**Quoted passage**
════════════════

Text credit: European Space Agency (ESA)
Image credit: ESA/Hubble & NASA, J. Lee; Acknowledgement: Leo Shatz
SOFIA takes off from Hamburg, Germany, following a heavy maintenance visit at Lufthansa Technik.
Feb 4, 2021
SOFIA Begins First Series of Science Flights From Germany
SOFIA takes off from Hamburg, Germany, following a heavy maintenance visit at Lufthansa Technik.
SOFIA taking off from Hamburg, Germany, after finishing heavy maintenance at Lufthansa Technik.
Credits: Alexander Golz
NASA’s Stratospheric Observatory for Infrared Astronomy, SOFIA, will conduct its first ever series of science observations from Germany in February and March, 2021. Many of the observations seek to answer fundamental questions in astronomy, including how stars can transform galaxies and what is the origin of cosmic rays in the Milky Way galaxy.
SOFIA, a joint project of NASA and the German Aerospace Center, DLR, recently completed scheduled maintenance and telescope upgrades at Lufthansa Technik’s facility in Hamburg, Germany. Now, the observatory will take advantage of its proximity to science teams at the Max Planck Institute of Radio Astronomy in Bonn and the University of Cologne, which operate the instrument called German Receiver at Terahertz Frequencies, or GREAT, to conduct research flights from the Cologne Bonn Airport.
“We’re taking advantage of SOFIA’s ability to observe from almost anywhere in the world to conduct compelling astronomical investigations,” said Paul Hertz, director of astrophysics at NASA Headquarters in Washington. “This observing campaign from Germany is an excellent example of the cooperation between NASA and DLR that has been the strength of the SOFIA program for over 25 years.”
SOFIA regularly flies to Christchurch, New Zealand, to study objects only visible in the skies over the Southern Hemisphere, and completed one science flight from Germany in 2019. But this is the first time a multi-flight observing campaign will be conducted over European soil. Over the course of six weeks, SOFIA will conduct about 20 overnight research flights that will focus on high-priority observations, including several large programs that were rescheduled from spring 2020 due to the COVID-19 pandemic.

════════════════

**Data excerpts**
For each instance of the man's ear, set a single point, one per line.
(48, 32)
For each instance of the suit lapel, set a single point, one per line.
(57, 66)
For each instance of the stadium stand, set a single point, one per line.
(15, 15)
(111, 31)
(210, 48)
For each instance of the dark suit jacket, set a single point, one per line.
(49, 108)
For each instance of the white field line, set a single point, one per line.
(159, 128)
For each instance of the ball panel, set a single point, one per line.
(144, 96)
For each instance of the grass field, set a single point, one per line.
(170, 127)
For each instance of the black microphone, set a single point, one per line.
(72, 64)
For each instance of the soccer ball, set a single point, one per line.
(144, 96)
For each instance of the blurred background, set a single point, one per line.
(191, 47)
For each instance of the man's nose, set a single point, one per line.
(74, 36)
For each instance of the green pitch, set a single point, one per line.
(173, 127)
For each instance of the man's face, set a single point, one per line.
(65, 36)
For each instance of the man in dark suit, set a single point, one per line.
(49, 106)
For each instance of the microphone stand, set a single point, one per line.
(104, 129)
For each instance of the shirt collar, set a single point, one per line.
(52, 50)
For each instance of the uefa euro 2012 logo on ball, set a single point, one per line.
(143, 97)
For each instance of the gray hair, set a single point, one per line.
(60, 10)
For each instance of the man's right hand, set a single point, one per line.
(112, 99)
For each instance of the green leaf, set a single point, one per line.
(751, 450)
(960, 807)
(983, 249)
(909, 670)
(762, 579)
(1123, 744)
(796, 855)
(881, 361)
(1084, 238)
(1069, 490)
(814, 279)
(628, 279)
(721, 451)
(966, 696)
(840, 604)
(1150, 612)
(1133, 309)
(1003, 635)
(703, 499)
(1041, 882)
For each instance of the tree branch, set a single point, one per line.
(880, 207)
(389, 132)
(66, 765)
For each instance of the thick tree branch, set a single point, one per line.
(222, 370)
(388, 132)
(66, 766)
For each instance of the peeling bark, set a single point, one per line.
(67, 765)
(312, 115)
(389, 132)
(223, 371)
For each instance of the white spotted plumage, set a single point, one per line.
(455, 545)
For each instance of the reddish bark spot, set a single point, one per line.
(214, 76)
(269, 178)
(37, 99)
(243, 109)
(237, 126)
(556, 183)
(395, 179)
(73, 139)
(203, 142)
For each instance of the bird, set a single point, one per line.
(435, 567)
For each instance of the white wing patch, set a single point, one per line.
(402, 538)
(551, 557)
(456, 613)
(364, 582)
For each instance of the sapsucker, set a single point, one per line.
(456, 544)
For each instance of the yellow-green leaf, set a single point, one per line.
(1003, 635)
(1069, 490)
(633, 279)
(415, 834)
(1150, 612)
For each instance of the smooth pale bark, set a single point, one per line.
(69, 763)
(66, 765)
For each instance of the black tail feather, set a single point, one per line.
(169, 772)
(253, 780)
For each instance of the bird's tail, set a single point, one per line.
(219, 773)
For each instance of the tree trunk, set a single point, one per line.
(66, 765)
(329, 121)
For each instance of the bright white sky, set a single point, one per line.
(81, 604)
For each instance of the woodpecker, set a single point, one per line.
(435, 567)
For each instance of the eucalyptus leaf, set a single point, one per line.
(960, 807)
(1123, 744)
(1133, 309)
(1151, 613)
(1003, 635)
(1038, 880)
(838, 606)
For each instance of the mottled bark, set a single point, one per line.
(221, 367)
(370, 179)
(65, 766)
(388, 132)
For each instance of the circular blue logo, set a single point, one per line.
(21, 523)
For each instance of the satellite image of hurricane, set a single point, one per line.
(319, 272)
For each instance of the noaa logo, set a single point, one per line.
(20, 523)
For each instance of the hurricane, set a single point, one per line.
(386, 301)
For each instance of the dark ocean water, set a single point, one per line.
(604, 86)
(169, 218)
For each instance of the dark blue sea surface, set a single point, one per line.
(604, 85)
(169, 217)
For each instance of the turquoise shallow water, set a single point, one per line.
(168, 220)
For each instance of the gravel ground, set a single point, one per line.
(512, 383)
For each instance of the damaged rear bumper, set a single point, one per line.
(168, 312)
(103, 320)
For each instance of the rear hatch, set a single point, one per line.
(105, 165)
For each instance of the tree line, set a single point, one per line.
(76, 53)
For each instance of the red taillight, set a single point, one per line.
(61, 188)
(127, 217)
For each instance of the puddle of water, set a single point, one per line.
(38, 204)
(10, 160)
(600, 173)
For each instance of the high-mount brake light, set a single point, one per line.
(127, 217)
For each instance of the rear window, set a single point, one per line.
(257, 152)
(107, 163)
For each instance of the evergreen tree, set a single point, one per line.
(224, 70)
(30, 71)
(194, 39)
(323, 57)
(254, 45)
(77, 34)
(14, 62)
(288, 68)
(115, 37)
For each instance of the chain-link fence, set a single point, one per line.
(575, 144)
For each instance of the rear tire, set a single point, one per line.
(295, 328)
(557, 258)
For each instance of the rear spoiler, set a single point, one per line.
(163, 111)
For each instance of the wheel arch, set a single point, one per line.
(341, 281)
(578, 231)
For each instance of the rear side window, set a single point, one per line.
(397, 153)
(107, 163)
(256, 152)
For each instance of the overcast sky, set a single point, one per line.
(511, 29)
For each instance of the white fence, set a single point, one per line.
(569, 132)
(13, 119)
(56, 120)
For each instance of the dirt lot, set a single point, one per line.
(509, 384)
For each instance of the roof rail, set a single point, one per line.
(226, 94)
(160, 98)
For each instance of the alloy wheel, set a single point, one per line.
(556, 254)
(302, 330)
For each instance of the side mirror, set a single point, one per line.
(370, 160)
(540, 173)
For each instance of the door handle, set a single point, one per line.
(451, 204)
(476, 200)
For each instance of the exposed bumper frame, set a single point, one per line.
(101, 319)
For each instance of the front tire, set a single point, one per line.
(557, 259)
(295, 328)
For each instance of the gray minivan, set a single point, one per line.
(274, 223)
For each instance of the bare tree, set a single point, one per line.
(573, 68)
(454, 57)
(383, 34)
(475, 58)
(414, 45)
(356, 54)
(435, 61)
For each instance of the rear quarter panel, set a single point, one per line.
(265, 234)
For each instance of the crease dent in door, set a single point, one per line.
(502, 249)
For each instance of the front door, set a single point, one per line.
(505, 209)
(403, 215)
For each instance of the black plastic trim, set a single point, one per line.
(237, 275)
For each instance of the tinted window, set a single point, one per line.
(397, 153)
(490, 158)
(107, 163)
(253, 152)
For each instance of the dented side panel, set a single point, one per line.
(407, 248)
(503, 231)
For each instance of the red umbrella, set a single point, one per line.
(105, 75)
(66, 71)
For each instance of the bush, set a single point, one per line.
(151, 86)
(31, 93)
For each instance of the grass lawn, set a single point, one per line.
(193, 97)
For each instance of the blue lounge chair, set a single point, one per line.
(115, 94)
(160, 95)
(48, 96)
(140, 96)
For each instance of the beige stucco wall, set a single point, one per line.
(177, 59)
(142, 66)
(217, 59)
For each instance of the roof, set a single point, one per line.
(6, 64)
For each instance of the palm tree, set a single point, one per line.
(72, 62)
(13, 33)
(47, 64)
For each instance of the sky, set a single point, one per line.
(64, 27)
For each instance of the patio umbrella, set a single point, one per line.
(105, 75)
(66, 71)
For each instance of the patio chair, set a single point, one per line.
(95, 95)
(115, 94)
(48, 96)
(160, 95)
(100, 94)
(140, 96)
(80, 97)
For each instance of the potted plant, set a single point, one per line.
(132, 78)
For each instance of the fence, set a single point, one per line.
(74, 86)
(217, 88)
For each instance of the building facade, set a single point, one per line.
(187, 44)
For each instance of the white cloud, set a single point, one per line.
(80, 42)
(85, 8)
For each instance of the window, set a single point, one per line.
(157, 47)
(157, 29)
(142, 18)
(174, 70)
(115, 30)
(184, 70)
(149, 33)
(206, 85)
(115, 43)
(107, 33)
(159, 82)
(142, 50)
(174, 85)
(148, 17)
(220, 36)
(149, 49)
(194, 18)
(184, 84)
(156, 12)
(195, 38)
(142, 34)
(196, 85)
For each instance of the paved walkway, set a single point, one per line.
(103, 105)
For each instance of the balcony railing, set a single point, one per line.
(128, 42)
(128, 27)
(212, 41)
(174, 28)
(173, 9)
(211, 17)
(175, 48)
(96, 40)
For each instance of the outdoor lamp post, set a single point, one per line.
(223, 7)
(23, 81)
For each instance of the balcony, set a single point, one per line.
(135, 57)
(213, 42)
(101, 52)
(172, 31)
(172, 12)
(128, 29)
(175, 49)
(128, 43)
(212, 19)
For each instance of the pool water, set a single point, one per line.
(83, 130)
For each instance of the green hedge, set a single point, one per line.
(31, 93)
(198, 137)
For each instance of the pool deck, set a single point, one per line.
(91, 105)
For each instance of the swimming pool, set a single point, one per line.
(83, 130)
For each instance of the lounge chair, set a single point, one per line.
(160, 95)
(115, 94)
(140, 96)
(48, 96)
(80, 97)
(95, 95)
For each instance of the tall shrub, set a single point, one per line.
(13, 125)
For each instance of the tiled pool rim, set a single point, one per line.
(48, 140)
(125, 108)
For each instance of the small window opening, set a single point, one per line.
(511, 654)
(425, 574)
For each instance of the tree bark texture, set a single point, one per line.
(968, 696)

════════════════

**Exercises to complete**
- 1) Starting with the paragraph that opens "NASA’s Stratospheric Observatory for Infrared Astronomy," list every organization the SOFIA article names. Count NASA once, and leave out the observatory, its instrument, and the airport.
- 2) Extend the SOFIA article with the paragraphs that would follow its last one.

**Task-by-task outputs**
- 1)
NASA
German Aerospace Center (DLR)
Lufthansa Technik
Max Planck Institute of Radio Astronomy
University of Cologne

- 2)
With new COVID-19 safety procedures in place, SOFIA will use its GREAT instrument to search for signatures of celestial molecules, ions, and atoms that are key to unlocking some of the secrets of the universe.
The observations include:
How Stars Affect Their Surroundings
In stellar nurseries like Cygnus X, newborn stars can destroy the clouds in which they’re born. Researchers will use SOFIA to create a map of ionized carbon, a gas the young stars are heating, to better understand this process. Ionized carbon’s chemical fingerprint can determine the speed of the gas at all positions across the celestial clouds. The signal is so strong that it reveals critical details that are otherwise hidden from view deep inside natal clouds. The data may also help explain the source of the mysterious bubble-like structures that were detected by the Herschel Space Observatory and Spitzer Space Telescope but have yet to be fully understood.
Searching for Clues About Cosmic Rays
The team will search for gases that can reveal the presence of cosmic rays, highly energetic charged particles that stream through our Milky Way galaxy. When a hydrogen atom combines with another element, such as argon or oxygen, simple molecules called hydrides are formed, some of which can be used to find cosmic rays. While cosmic rays can be detected directly within our solar system, astronomers know much less about their presence elsewhere in space. By measuring the concentration of hydride molecules, SOFIA’s observations will help researchers understand how common cosmic rays are in different parts of our galaxy, providing clues about the origin of these mysterious particles.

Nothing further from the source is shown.